EXERCISE GOAL: Count the lines in the data below that contain the word "every", and reply with that number alone.
====== EXERCISE INPUTS
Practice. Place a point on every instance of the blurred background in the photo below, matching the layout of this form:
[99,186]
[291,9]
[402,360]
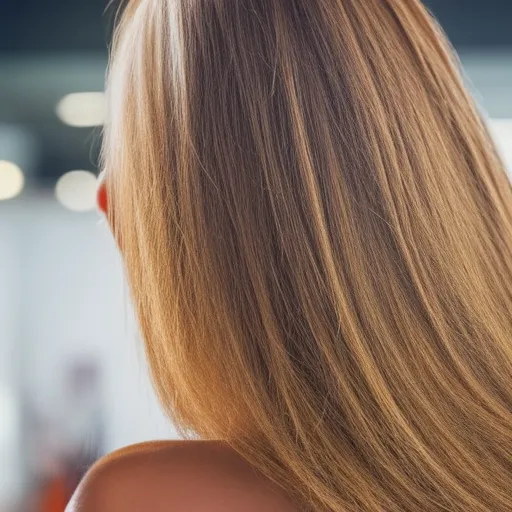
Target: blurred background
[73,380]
============
====== EXERCISE INPUTS
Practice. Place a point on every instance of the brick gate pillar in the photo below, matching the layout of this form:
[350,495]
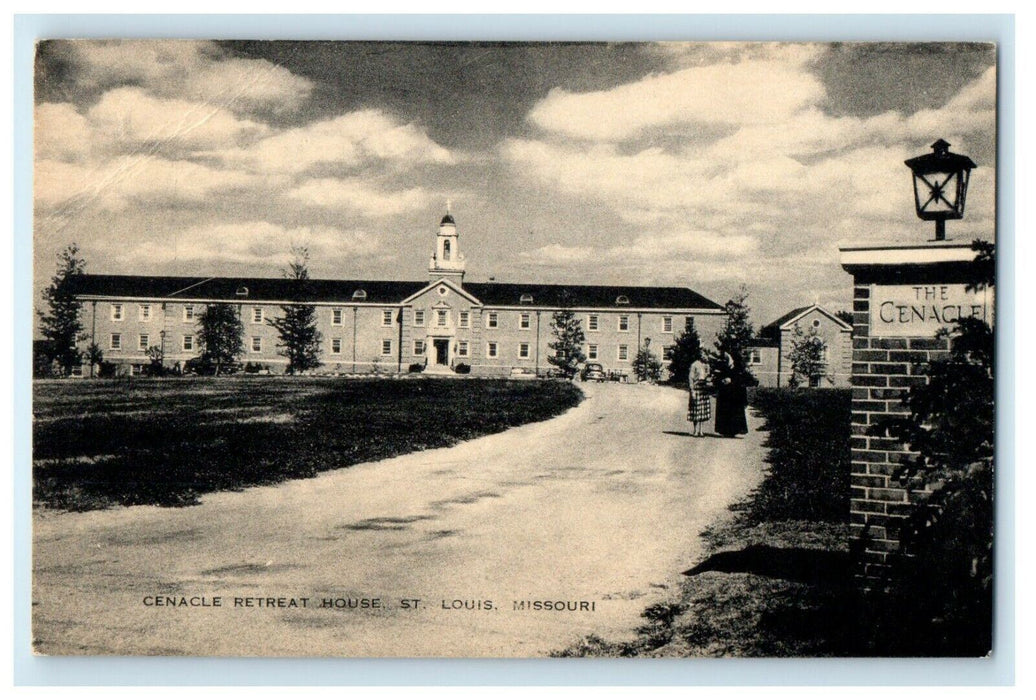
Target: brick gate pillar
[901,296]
============
EXPECTED ANSWER: 2